**PROBLEM DESCRIPTION:**
Repeat the data verbatim.

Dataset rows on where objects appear

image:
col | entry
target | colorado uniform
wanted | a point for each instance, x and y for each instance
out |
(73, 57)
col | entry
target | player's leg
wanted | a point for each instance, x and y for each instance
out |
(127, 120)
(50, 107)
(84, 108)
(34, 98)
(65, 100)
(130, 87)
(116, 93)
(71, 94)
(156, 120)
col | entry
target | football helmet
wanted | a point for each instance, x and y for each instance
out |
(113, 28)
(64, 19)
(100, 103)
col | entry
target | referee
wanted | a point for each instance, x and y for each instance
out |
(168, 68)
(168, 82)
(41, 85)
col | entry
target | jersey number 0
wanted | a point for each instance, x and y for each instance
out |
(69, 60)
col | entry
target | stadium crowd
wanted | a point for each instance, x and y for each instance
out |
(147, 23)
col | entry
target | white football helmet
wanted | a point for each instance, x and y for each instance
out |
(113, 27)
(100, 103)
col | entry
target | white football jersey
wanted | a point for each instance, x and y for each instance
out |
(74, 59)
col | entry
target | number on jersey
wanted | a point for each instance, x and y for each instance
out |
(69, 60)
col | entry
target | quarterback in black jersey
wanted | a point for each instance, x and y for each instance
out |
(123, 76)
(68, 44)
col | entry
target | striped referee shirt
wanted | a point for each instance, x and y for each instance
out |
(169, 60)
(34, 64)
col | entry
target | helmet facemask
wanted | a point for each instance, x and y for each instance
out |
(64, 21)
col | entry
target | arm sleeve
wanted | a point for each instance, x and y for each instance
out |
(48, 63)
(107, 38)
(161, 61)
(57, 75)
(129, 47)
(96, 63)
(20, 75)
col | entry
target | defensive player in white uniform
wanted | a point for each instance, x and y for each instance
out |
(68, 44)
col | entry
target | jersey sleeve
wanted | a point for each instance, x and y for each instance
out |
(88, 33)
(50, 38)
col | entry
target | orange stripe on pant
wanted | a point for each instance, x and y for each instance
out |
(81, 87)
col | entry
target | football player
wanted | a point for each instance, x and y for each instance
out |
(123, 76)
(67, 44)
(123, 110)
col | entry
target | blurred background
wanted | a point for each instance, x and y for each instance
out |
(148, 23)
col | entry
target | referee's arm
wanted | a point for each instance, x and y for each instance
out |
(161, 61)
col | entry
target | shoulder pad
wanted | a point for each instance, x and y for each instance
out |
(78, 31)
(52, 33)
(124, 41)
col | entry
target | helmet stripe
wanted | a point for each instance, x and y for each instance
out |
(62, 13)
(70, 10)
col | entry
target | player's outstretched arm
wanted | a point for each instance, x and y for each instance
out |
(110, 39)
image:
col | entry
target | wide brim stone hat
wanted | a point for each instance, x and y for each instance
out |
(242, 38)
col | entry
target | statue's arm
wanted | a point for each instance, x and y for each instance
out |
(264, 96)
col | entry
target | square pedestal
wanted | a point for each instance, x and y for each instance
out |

**TASK OUTPUT:**
image:
col | entry
target | colorado uniform
wanted | a point for each instance, x and y for each instance
out |
(73, 57)
col | entry
target | player's leg
wanted | a point for each instance, x and y for each instance
out |
(127, 120)
(50, 107)
(84, 108)
(34, 98)
(65, 100)
(130, 87)
(116, 93)
(71, 94)
(156, 120)
col | entry
target | football helmet
wanted | a point for each instance, x and y for each instance
out |
(113, 28)
(64, 19)
(100, 103)
col | entry
target | referee
wanted | a point for each instance, x and y for each instance
out |
(168, 68)
(168, 82)
(41, 85)
col | entry
target | jersey number 0
wanted | a point for each instance, x and y for each instance
out |
(69, 60)
col | entry
target | stadium crowd
wanted | a point for each instance, x and y for each instance
out |
(147, 23)
col | entry
target | white football helmet
wanted | a point for each instance, x and y for each instance
out |
(113, 27)
(100, 103)
col | entry
target | white football jersey
wanted | a point for each instance, x and y for each instance
out |
(74, 59)
col | entry
target | number on jersey
wanted | a point for each instance, x and y for each instance
out |
(69, 60)
col | entry
target | quarterback in black jersey
wanted | a point for each instance, x and y for each instance
out |
(123, 76)
(68, 44)
col | entry
target | striped referee shirt
wanted | a point for each instance, x and y for each instance
out |
(169, 60)
(34, 64)
col | entry
target | helmet facemask
wanted | a point for each instance, x and y for each instance
out |
(64, 21)
col | entry
target | arm sleeve
wanted | a point for each instance, x and y for each instance
out |
(48, 63)
(107, 38)
(161, 61)
(57, 75)
(129, 47)
(96, 63)
(20, 75)
col | entry
target | defensive player in white uniform
wanted | a point for each instance, x and y for each instance
out |
(68, 44)
col | entry
target | jersey sleeve
wanted | a point for each instance, x and y for each instance
out |
(88, 33)
(50, 38)
col | entry
target | orange stripe on pant
wanted | a point for each instance, x and y for each instance
out |
(81, 87)
col | entry
target | football player
wanted | a point for each instance, x and y for each instance
out |
(123, 76)
(67, 44)
(123, 110)
col | entry
target | blurred background
wanted | a point for each instance, x and y for each instance
out |
(148, 23)
col | entry
target | referee's arm
wanted | a point for each instance, x and y for each instance
out |
(161, 61)
col | entry
target | shoulder pad
wanted | a point for each instance, x and y for each instance
out |
(78, 31)
(52, 33)
(124, 41)
col | entry
target | helmet stripe
wanted | a point for each instance, x and y for each instance
out |
(62, 13)
(70, 10)
col | entry
target | player's outstretched arm
wanted | a point for each instance, x and y for each instance
out |
(110, 39)
image:
col | entry
target | wide brim stone hat
wanted | a point for each instance, x and y for each instance
out |
(242, 38)
col | entry
target | statue's arm
wanted | a point for each instance, x and y for each instance
out |
(264, 96)
col | entry
target | square pedestal
wanted | a point for each instance, x and y for each instance
out |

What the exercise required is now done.